* [TASK BRIEF] Quote the part of the entries below that starts with the line containing "written like <point>556,368</point>." and continues through the end of the entries. Leave out any pictures.

* [Point annotation dataset entries]
▬▬▬

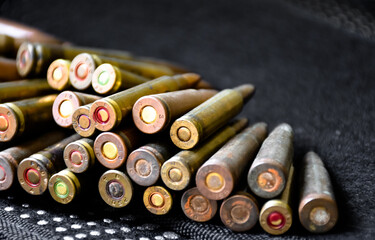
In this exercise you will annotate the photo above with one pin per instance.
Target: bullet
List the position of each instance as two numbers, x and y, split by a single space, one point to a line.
11 157
81 121
112 148
198 124
64 186
84 65
66 103
178 171
115 188
317 209
197 207
8 70
158 200
79 155
143 164
154 113
58 74
108 112
217 177
20 116
239 212
22 89
269 171
109 79
34 58
276 215
34 171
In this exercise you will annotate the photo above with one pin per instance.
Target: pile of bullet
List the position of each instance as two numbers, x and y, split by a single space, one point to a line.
147 122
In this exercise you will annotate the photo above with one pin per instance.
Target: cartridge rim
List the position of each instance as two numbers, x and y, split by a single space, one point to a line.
9 123
175 174
32 165
116 153
105 78
281 213
239 213
81 71
157 200
157 119
266 179
318 201
150 166
214 181
189 201
185 134
64 107
58 74
119 178
25 60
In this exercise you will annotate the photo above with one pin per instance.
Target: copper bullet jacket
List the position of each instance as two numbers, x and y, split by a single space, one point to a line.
178 171
115 188
64 186
276 215
21 89
143 164
239 212
108 79
197 207
66 103
202 121
112 148
79 155
109 111
35 171
154 113
317 207
81 121
217 177
157 200
11 157
269 171
20 116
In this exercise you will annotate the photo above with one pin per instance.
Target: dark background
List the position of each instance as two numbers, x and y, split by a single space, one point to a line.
312 62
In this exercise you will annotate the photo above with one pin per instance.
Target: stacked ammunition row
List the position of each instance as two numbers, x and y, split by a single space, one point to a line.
154 127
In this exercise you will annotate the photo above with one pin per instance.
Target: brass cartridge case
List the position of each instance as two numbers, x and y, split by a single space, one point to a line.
269 171
58 74
276 214
20 116
154 113
66 103
112 148
143 164
158 200
34 58
115 188
64 186
79 155
11 157
8 70
317 206
178 171
22 89
217 177
201 122
109 79
239 212
81 121
197 207
34 171
108 112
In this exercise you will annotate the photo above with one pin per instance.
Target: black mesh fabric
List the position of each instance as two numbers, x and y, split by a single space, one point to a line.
312 64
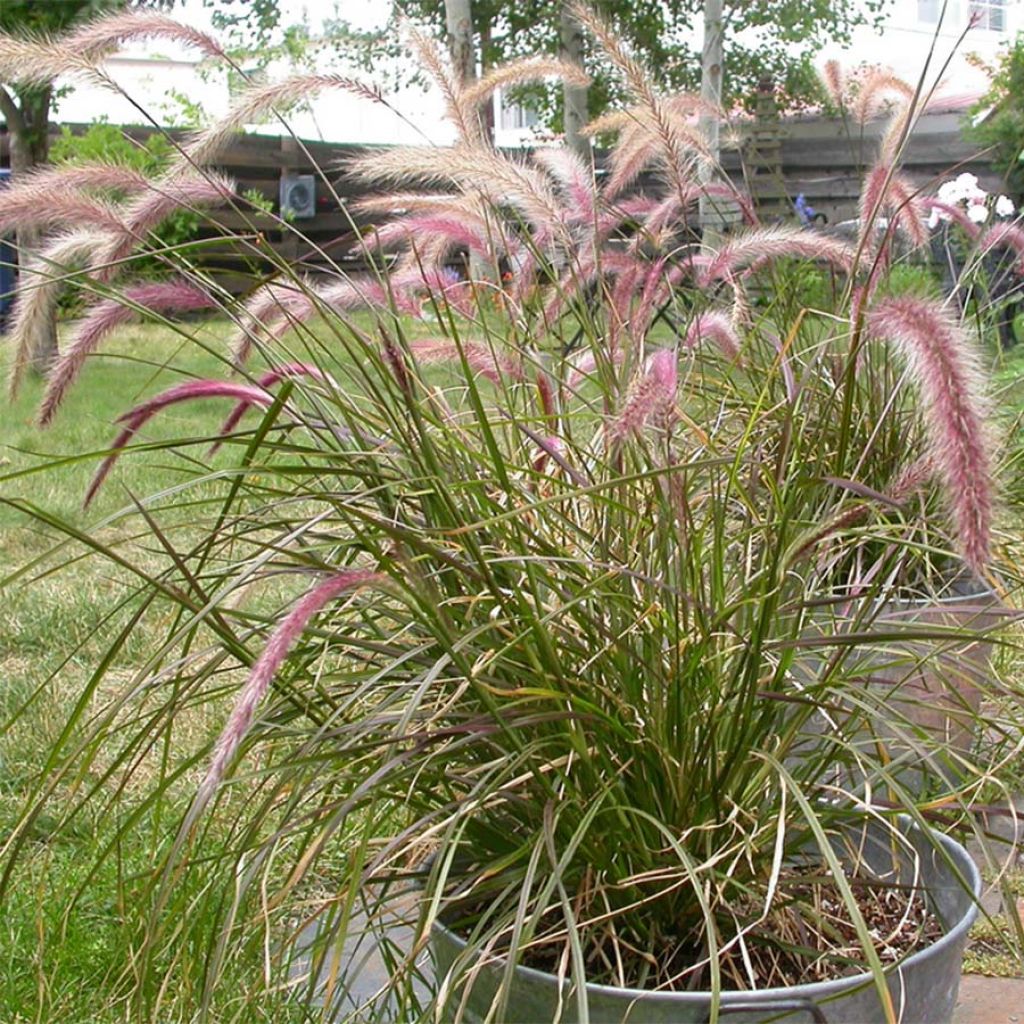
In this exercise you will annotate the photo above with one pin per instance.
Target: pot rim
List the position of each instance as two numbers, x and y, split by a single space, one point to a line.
808 990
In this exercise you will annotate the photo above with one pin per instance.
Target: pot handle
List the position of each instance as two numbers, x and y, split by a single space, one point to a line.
786 1005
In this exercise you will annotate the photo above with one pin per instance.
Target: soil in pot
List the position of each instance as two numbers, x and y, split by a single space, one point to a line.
923 986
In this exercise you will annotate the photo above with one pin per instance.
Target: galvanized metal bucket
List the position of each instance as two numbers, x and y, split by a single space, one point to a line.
923 987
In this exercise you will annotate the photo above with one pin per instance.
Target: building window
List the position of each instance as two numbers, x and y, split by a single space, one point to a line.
513 116
989 14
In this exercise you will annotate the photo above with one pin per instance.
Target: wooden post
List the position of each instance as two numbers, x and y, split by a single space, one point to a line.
573 96
712 56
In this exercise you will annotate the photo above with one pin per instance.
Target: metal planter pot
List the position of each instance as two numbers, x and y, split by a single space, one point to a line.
924 986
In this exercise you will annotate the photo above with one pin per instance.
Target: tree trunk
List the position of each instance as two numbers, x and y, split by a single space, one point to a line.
573 96
28 123
711 94
459 18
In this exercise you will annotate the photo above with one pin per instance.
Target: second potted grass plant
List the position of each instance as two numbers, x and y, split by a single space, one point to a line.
559 539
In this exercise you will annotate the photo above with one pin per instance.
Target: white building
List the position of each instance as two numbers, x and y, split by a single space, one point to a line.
166 81
963 33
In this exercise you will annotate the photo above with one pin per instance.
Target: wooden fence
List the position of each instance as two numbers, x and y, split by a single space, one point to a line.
820 159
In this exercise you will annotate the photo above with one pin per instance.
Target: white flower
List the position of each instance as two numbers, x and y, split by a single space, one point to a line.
951 193
1005 207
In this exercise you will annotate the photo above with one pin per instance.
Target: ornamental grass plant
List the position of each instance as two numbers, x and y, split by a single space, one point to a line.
556 500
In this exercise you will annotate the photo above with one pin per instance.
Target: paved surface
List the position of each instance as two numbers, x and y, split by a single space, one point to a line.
990 1000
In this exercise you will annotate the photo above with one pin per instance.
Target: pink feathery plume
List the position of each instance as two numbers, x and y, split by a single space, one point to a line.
51 204
289 371
652 291
576 181
478 357
717 328
908 211
452 230
910 479
877 88
262 673
651 395
955 214
944 368
183 189
154 296
583 366
264 307
138 416
774 243
1010 236
872 197
180 190
263 98
105 34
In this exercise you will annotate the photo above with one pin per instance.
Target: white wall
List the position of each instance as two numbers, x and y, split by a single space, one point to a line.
341 117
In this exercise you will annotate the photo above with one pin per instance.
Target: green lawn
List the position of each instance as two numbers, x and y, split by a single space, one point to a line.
69 936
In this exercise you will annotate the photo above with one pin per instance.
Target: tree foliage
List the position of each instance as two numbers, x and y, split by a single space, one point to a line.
1000 116
764 39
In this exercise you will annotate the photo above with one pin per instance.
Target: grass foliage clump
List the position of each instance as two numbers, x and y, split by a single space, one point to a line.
542 566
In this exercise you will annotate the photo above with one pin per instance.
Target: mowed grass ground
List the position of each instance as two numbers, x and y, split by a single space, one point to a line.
69 934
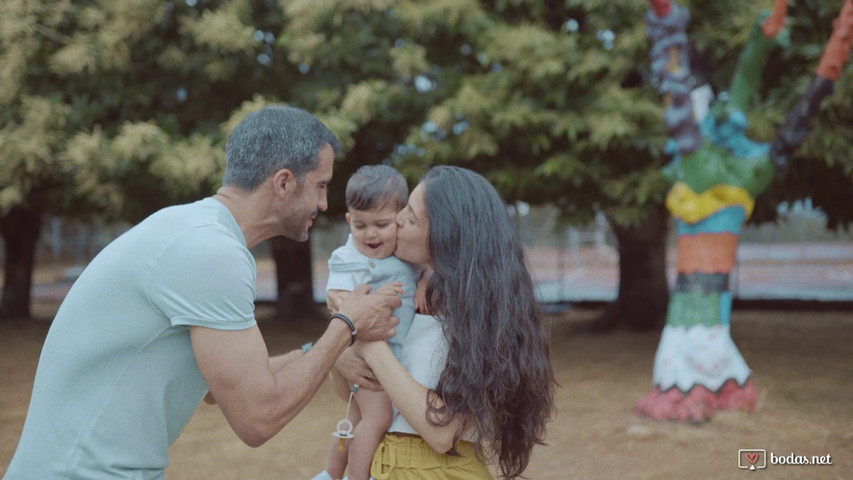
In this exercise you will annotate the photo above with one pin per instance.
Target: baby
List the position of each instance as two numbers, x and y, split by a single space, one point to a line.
374 196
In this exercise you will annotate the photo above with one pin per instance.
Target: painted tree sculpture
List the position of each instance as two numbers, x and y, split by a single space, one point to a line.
715 175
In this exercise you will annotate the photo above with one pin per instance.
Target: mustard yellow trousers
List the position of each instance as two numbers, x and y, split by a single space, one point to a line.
411 458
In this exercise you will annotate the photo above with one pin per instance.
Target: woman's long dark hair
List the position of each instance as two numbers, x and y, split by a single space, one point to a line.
498 375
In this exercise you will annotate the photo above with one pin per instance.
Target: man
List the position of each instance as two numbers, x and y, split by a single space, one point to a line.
166 312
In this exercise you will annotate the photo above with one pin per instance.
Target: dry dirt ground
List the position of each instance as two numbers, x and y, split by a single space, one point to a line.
803 370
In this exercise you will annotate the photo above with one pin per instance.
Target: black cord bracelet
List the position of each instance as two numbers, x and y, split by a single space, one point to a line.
349 323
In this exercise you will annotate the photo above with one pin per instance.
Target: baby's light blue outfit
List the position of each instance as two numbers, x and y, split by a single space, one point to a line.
349 268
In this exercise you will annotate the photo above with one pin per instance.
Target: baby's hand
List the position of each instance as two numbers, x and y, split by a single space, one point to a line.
420 292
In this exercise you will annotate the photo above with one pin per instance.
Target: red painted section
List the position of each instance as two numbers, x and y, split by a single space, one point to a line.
697 405
707 252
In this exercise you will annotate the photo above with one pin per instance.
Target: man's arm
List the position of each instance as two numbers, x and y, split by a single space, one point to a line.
259 395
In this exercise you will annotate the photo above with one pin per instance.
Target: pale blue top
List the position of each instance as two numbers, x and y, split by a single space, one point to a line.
349 268
117 380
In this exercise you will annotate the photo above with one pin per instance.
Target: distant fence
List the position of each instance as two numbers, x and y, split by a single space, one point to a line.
568 262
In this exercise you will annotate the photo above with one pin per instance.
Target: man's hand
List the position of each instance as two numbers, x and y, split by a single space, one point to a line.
371 314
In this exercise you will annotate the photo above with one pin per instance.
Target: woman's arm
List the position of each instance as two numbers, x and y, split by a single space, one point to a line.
407 394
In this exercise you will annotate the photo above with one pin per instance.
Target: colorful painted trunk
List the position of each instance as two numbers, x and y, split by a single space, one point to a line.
698 369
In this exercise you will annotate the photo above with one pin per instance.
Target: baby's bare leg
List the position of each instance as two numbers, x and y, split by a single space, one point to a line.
336 459
375 419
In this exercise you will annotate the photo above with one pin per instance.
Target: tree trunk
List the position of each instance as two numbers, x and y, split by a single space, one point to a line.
295 298
643 296
20 230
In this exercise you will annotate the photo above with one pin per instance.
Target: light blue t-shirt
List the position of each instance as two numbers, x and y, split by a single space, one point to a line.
349 268
117 380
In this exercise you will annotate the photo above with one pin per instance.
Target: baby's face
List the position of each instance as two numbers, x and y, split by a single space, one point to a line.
374 232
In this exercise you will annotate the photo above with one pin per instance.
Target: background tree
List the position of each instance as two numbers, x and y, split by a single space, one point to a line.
107 112
550 101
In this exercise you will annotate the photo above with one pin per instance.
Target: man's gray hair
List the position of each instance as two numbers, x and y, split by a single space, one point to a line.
273 138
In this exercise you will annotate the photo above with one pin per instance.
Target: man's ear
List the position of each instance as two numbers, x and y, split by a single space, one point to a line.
284 182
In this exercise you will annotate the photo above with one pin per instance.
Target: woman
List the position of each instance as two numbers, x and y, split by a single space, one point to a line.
475 383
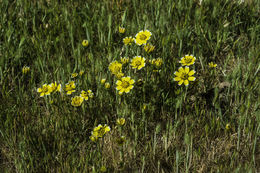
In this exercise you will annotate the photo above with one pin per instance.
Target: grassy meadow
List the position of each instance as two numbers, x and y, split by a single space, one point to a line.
152 114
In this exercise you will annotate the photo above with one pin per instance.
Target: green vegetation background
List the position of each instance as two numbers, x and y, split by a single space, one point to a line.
181 129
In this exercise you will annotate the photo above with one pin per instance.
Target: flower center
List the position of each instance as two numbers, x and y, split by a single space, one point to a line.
185 76
188 60
45 89
143 37
125 84
138 63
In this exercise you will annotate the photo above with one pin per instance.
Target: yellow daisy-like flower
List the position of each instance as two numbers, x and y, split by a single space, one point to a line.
187 60
184 76
138 62
121 30
44 90
90 94
228 126
73 75
212 65
149 48
103 81
119 75
125 85
115 67
128 40
121 140
107 85
70 87
120 121
142 37
84 95
25 69
100 130
124 60
54 87
85 43
76 101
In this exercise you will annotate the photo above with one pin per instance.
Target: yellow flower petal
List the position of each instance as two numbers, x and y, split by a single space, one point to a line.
187 69
177 79
181 70
119 87
191 73
118 82
191 78
180 82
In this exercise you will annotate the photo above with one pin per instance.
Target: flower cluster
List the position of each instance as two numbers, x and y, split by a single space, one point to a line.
47 89
69 89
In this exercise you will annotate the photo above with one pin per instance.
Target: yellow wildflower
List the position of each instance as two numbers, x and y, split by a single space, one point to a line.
103 81
121 30
138 62
100 130
85 43
187 60
90 94
84 95
73 75
107 85
142 37
44 90
124 60
76 101
70 87
120 121
227 126
25 69
149 48
54 87
184 76
125 85
128 40
115 67
121 140
212 65
119 75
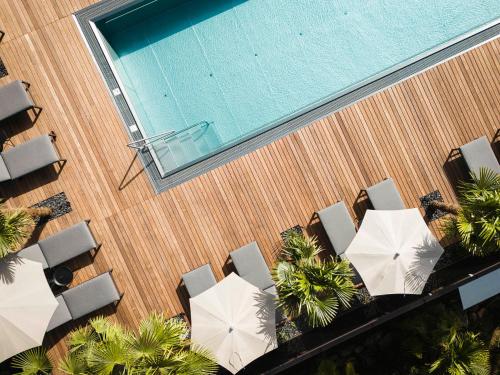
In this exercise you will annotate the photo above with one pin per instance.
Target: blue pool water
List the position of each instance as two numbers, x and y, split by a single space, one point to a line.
245 66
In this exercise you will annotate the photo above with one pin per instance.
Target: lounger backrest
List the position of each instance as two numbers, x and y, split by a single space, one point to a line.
251 266
479 154
14 99
199 280
91 295
28 157
67 244
338 226
385 196
34 253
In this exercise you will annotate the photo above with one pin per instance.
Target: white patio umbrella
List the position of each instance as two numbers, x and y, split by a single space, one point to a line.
235 321
394 252
26 305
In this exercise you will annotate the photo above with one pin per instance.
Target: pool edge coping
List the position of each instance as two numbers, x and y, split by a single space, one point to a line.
86 17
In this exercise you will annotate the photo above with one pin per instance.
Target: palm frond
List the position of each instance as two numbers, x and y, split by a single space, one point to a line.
35 361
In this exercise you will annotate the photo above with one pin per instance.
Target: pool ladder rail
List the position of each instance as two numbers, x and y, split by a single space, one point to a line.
143 143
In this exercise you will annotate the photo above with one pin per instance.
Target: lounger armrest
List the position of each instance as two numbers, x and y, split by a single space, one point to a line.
199 280
251 266
68 244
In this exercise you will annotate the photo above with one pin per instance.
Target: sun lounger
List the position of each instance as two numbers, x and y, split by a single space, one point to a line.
252 267
338 226
199 280
478 154
385 196
14 98
28 157
84 299
63 246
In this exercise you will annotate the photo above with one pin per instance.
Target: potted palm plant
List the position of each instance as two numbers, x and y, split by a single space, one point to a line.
159 346
462 353
35 361
308 285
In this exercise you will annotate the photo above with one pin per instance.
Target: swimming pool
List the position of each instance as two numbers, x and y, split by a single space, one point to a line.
216 73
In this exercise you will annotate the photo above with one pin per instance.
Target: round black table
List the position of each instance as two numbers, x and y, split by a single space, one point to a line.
62 276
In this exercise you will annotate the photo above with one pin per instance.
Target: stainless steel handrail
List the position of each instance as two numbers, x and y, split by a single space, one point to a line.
162 137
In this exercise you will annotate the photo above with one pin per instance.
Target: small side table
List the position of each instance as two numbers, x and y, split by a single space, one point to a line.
62 276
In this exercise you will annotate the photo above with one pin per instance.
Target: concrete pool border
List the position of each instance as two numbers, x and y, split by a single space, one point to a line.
86 17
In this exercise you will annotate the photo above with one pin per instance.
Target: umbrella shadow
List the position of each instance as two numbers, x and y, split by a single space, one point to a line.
266 314
422 267
8 268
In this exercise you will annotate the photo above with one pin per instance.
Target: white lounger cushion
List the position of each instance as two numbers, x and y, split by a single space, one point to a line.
34 253
385 196
338 226
252 267
91 295
61 315
28 157
199 280
14 99
67 244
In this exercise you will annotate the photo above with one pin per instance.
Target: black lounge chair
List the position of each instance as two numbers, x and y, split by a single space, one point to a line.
199 280
338 225
252 267
86 298
28 157
62 246
15 98
479 154
385 196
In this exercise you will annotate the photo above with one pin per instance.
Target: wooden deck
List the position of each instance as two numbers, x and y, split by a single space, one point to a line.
405 132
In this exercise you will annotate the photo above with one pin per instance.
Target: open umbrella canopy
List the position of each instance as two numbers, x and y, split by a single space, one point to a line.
26 305
394 252
235 321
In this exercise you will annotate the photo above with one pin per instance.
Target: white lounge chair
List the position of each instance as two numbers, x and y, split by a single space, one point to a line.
84 299
62 246
28 157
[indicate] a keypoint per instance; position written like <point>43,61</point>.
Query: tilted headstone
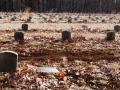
<point>69,20</point>
<point>110,35</point>
<point>28,20</point>
<point>66,35</point>
<point>12,19</point>
<point>0,17</point>
<point>117,28</point>
<point>85,21</point>
<point>25,27</point>
<point>18,35</point>
<point>8,61</point>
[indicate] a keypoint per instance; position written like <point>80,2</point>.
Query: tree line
<point>73,6</point>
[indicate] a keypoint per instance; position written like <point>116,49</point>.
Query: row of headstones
<point>9,59</point>
<point>66,34</point>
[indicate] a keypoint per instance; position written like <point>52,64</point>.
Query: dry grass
<point>87,60</point>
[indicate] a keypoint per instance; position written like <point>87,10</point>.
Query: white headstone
<point>8,61</point>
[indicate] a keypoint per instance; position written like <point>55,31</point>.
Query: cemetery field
<point>86,61</point>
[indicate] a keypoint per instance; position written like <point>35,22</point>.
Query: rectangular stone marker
<point>47,69</point>
<point>8,61</point>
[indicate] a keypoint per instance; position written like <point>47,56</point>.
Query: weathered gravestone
<point>28,20</point>
<point>110,35</point>
<point>69,20</point>
<point>117,28</point>
<point>0,17</point>
<point>12,19</point>
<point>66,35</point>
<point>18,35</point>
<point>8,61</point>
<point>25,27</point>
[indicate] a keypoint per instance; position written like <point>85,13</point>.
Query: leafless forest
<point>87,57</point>
<point>84,6</point>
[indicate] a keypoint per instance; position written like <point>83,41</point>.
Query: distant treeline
<point>84,6</point>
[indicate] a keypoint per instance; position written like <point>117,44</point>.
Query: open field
<point>87,61</point>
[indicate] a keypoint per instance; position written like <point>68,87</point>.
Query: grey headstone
<point>85,21</point>
<point>103,20</point>
<point>66,35</point>
<point>28,20</point>
<point>18,35</point>
<point>69,20</point>
<point>25,27</point>
<point>8,61</point>
<point>0,17</point>
<point>110,35</point>
<point>117,28</point>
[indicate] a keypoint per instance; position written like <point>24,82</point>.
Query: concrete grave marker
<point>25,27</point>
<point>110,35</point>
<point>8,61</point>
<point>18,35</point>
<point>66,35</point>
<point>117,28</point>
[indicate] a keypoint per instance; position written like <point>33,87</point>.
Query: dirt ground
<point>86,61</point>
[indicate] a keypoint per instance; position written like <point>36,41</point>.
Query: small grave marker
<point>117,28</point>
<point>0,17</point>
<point>47,69</point>
<point>8,61</point>
<point>25,27</point>
<point>66,35</point>
<point>69,20</point>
<point>12,19</point>
<point>110,35</point>
<point>18,35</point>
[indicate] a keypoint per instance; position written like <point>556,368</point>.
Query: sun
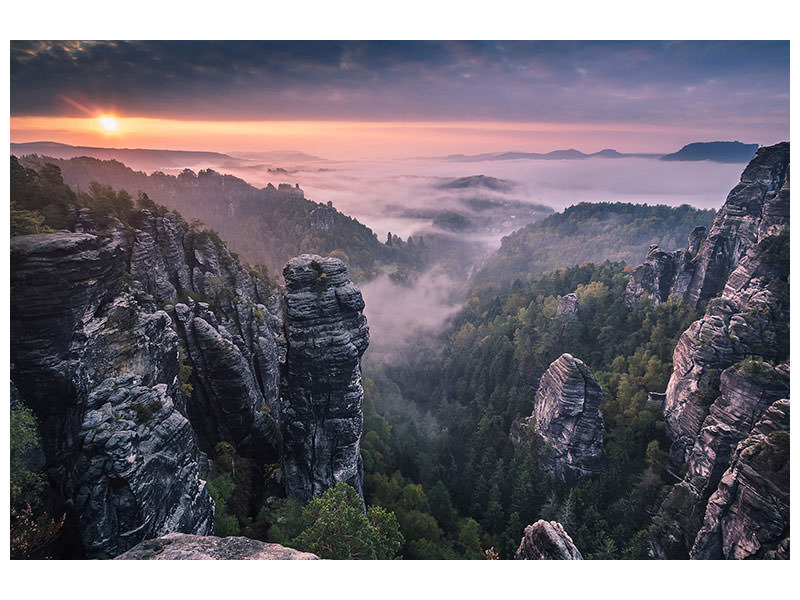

▬▬▬

* [FULL RESPONSE]
[indicate] a keypoint per instance; position written like <point>556,368</point>.
Query: sun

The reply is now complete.